**Acciones requeridas**
1. Según el microrrelato «En la playa», ¿por qué baila la joven? Explícalo en una a tres oraciones.
2. ¿Qué sostiene la joven en sus manos en el microrrelato «En la playa»?

**Texto del documento**
=-=-=-=-=

Mi compañera bloggera, Yolanda, me contactó un día diciéndome que había encontrado una foto que le recordó a mí y me la compartió para ver si me inspiraba. Y tengo que darle las gracias porque tenía razón, me ha inspirado. ¡Gracias, Yolanda! Y espero que te guste el micro.

En la playa

Es de noche y una joven camina descalza por una playa. Lleva un vaporoso vestido negro y el pelo, algo despeinado por la brisa que sopla casi imperceptible, le cubre el rostro. En sus manos aguanta una bengala encendida y baila de forma relajada. Su danza no se debe al efecto del alcohol, ni de ninguna droga psicotrópica, es algo mucho más sencillo… se siente feliz por primera vez desde hace tiempo. Y su forma de expresarlo es bailando consigo misma. Lo único que rompe con la oscuridad son las centellas que desprende el fósforo y la luz apagada que proyecta una hoguera lejana, donde un grupo de personas charlan animosamente. Por detrás, solo hay una inmensa negrura. Aunque en realidad, tras ese telón negro, hay miles de estrellas brillando en el firmamento. Pero nadie las ve. Lo único perceptible es el rumor del agua del mar en su vaivén incansable, que acompaña a la chica del vestido negro en su baile hipnótico.

=-=-=-=-=

**Datos extraídos**
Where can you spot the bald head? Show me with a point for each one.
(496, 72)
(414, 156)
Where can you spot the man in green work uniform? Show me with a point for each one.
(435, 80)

=-=-=-=-=

**Soluciones propuestas**
1. La joven baila porque se siente feliz por primera vez desde hace tiempo, y bailando consigo misma es como lo expresa. Su danza no se debe al alcohol ni a ninguna droga psicotrópica.

2. Sostiene una bengala encendida.